:: Stated goal ::
Rewrite the rows below, replacing every "cluster of houses" with "group of buildings" and leaving everything else unchanged.

■ ■ ■

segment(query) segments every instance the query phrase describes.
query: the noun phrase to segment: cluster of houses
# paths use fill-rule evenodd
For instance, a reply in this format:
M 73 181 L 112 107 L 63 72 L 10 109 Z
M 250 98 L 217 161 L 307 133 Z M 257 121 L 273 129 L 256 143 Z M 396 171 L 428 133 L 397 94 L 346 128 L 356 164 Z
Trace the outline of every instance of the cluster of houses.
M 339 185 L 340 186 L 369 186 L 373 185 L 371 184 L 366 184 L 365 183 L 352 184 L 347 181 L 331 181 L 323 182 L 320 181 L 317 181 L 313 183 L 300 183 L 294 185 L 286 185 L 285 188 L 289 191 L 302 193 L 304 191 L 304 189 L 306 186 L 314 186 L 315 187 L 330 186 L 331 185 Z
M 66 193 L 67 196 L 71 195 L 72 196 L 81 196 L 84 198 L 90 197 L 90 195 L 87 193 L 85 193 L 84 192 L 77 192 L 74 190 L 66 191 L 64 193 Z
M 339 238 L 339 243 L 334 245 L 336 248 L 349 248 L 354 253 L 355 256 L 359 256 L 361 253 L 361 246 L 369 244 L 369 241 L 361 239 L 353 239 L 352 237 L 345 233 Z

■ ■ ■

:: Answer for the task ::
segment(query) segments every instance the query phrase describes.
query: the noun phrase to segment: group of buildings
# paths use fill-rule evenodd
For instance, a reply in this format:
M 73 181 L 112 107 L 63 72 L 10 109 Z
M 250 98 L 217 161 L 307 133 Z M 257 121 L 273 129 L 256 143 Z M 396 171 L 428 133 L 397 94 L 346 128 L 356 164 Z
Trace the outline of every instance of the group of buildings.
M 339 185 L 340 186 L 369 186 L 373 185 L 371 184 L 366 184 L 365 183 L 352 184 L 347 181 L 331 181 L 323 182 L 320 181 L 317 181 L 313 183 L 300 183 L 294 185 L 286 185 L 285 188 L 289 191 L 302 193 L 304 191 L 304 189 L 306 186 L 314 186 L 315 187 L 330 186 L 331 185 Z
M 66 193 L 67 196 L 71 195 L 72 196 L 81 196 L 84 198 L 90 197 L 90 195 L 87 193 L 85 193 L 84 192 L 77 192 L 74 190 L 66 191 L 64 193 Z
M 339 238 L 339 243 L 334 245 L 336 248 L 349 248 L 354 253 L 355 256 L 359 256 L 361 253 L 361 246 L 369 244 L 369 241 L 361 239 L 353 239 L 352 237 L 345 233 Z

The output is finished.